Detection annotation records:
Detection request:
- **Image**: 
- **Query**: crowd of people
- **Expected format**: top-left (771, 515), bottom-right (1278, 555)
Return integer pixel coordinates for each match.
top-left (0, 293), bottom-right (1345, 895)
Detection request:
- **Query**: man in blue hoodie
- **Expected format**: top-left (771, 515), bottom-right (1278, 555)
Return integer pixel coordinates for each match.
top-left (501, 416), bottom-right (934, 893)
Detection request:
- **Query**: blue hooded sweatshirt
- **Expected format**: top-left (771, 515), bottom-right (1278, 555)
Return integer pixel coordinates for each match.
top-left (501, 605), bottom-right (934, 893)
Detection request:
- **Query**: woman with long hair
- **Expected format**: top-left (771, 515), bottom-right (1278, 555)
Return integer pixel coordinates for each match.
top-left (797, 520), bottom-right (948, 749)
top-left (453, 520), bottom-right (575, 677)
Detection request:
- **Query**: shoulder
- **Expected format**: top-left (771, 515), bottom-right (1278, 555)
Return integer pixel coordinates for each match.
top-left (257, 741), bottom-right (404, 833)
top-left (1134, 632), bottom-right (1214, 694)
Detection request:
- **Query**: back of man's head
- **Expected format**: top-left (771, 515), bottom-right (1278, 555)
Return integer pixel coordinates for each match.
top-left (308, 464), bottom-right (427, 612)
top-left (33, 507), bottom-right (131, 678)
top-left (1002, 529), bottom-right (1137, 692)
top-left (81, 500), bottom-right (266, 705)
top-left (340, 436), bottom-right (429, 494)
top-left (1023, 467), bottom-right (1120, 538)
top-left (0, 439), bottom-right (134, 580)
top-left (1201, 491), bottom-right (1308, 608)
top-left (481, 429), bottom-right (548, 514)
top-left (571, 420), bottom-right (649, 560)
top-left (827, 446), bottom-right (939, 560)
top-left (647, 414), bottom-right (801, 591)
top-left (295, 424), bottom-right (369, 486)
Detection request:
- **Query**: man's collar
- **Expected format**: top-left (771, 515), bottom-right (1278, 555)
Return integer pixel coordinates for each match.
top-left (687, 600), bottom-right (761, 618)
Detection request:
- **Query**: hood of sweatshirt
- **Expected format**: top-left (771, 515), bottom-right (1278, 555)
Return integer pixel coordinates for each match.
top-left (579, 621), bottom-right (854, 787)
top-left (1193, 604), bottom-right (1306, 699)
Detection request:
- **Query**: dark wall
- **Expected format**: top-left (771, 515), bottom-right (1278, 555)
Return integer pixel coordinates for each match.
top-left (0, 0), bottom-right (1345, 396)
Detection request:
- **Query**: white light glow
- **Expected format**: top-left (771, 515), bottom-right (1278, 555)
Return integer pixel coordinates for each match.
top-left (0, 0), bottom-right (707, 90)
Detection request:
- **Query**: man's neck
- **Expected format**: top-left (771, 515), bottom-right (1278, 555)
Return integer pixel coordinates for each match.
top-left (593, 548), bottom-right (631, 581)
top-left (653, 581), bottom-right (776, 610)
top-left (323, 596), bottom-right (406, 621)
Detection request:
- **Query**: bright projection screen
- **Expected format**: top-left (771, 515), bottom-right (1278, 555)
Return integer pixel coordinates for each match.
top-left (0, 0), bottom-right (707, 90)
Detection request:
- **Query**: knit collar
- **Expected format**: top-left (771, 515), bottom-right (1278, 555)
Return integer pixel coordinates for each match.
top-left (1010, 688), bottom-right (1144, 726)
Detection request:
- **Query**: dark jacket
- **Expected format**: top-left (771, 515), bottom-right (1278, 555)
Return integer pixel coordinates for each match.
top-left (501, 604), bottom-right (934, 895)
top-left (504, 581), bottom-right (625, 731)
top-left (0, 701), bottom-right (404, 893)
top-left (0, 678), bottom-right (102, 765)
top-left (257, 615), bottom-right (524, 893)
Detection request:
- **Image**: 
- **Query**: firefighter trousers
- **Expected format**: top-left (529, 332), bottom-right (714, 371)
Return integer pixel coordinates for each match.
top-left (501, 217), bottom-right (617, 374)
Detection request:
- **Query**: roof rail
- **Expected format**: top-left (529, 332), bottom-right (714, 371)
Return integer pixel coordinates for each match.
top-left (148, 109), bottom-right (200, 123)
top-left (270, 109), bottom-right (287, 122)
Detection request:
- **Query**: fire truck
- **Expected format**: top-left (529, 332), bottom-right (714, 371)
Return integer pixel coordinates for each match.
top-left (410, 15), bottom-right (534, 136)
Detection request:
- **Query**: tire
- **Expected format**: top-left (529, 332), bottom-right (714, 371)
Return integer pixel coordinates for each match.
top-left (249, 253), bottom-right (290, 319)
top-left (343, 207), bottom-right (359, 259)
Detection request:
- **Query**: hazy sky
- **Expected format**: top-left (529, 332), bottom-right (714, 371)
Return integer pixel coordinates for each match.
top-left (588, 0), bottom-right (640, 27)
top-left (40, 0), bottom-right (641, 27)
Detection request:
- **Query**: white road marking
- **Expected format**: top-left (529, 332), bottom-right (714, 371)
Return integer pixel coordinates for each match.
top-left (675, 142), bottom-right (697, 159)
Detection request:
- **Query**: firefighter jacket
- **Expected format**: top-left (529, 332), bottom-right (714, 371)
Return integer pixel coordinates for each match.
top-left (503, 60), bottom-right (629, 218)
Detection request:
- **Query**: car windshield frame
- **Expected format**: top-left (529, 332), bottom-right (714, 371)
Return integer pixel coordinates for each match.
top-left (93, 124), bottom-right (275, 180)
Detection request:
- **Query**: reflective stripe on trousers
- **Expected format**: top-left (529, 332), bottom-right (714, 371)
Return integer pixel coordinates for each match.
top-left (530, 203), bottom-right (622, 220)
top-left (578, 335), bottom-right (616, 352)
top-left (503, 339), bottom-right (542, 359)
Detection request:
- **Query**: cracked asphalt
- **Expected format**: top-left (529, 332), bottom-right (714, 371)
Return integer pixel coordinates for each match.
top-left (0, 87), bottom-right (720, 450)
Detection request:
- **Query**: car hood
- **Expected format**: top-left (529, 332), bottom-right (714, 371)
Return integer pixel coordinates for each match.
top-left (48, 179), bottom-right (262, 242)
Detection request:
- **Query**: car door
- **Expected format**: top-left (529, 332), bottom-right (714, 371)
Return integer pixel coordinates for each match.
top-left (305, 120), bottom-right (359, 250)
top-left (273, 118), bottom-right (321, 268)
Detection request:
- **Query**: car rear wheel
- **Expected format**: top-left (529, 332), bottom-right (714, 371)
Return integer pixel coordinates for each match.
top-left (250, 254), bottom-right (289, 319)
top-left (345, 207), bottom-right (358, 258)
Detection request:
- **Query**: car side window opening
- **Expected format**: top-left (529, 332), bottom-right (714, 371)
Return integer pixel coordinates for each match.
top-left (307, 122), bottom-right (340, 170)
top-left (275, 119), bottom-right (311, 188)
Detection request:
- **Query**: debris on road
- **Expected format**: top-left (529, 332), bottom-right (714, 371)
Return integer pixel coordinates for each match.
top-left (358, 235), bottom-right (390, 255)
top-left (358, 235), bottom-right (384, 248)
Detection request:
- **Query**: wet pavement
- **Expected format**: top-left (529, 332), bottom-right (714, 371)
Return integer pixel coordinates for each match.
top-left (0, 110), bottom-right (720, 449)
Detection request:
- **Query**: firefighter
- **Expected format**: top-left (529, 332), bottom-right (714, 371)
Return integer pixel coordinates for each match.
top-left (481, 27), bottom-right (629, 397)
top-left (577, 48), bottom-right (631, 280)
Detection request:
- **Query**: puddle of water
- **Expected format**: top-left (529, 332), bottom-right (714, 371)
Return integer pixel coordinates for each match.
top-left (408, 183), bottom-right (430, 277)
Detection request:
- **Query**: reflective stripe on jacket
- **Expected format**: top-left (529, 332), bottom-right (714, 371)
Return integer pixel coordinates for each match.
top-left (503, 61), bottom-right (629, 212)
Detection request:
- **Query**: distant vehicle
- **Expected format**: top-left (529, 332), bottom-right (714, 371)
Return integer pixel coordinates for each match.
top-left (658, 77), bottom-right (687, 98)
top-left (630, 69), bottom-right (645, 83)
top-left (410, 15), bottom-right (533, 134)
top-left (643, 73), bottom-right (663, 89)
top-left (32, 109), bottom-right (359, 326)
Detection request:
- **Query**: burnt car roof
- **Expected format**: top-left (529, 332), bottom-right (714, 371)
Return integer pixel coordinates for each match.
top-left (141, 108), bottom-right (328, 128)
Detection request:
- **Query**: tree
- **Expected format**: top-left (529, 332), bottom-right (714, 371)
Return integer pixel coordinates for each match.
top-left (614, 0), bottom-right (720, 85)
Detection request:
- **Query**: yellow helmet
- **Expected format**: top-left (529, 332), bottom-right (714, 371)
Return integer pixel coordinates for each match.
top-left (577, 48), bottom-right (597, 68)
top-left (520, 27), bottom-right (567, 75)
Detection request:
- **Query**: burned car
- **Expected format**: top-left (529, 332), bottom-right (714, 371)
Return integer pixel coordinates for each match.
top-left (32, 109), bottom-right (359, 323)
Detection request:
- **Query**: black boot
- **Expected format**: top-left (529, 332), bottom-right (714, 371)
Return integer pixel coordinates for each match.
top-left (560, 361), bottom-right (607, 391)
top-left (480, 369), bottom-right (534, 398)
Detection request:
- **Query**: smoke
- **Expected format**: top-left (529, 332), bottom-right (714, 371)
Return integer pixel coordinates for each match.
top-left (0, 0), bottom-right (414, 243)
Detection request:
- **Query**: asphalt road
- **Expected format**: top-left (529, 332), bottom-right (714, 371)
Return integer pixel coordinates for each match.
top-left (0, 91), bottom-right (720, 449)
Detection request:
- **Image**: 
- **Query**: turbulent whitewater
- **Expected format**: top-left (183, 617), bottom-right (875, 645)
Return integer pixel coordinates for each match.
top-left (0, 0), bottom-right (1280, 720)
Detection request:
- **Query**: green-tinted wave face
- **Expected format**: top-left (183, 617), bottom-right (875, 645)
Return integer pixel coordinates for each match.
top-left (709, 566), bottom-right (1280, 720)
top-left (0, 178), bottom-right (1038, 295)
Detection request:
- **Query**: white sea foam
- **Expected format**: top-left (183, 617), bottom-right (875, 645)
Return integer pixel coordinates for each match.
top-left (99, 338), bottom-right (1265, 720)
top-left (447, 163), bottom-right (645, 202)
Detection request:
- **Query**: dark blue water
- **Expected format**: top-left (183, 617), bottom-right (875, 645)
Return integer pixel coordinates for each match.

▶ [REQUIRED WORK] Gather every line of the entries above that contains the string "road". Copy each one in full.

▶ [WRITTEN SOLUTION]
- **Query**: white road marking
- **Query**: debris on road
- **Query**: asphalt road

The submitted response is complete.